──────── DATA FOR ANALYSIS ────────

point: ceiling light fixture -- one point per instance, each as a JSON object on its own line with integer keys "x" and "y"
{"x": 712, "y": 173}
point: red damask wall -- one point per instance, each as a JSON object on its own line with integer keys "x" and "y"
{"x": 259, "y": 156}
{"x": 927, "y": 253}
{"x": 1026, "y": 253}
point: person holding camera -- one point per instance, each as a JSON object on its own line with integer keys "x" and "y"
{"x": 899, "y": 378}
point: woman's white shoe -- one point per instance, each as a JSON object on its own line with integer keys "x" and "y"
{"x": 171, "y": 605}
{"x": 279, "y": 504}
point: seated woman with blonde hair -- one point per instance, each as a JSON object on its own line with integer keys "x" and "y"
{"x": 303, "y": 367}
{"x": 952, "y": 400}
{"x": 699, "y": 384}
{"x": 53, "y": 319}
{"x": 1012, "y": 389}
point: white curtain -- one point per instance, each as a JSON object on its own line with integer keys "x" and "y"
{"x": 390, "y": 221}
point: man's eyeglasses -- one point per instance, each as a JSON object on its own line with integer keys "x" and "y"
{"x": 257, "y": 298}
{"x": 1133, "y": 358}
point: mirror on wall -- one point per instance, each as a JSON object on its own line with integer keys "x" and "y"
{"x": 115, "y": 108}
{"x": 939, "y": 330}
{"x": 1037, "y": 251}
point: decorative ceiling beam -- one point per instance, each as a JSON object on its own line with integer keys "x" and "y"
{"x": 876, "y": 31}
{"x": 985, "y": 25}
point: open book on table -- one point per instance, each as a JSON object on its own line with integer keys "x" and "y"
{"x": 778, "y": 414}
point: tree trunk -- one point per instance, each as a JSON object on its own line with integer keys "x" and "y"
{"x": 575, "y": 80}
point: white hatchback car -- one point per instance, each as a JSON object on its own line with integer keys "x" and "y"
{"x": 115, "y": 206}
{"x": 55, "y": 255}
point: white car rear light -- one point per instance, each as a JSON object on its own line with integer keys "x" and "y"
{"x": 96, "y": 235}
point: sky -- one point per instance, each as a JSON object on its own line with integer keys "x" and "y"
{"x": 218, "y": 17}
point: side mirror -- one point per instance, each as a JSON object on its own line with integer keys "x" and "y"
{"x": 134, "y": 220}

────────

### PROBLEM TO SOLVE
Give the lines from the one containing "point: tree trunk" through the end of the entries again, exactly as written and with no other lines.

### WRITTEN REPLY
point: tree trunk -- one point per instance, each as a JSON object on its own line with integer keys "x" and "y"
{"x": 575, "y": 80}
point: white hatchback car -- one point per instance, each as a JSON object on its own line with integer keys "x" and "y"
{"x": 115, "y": 206}
{"x": 55, "y": 255}
point: white car rear light -- one point per instance, each as a JSON object on its own line with integer keys "x" and "y"
{"x": 96, "y": 235}
point: sky -- one point per instance, each as a JSON object on its own line with integer keys "x" and "y"
{"x": 218, "y": 17}
point: side mirror -- one point per instance, each as a JSON object on its own line with integer keys "x" and "y"
{"x": 134, "y": 220}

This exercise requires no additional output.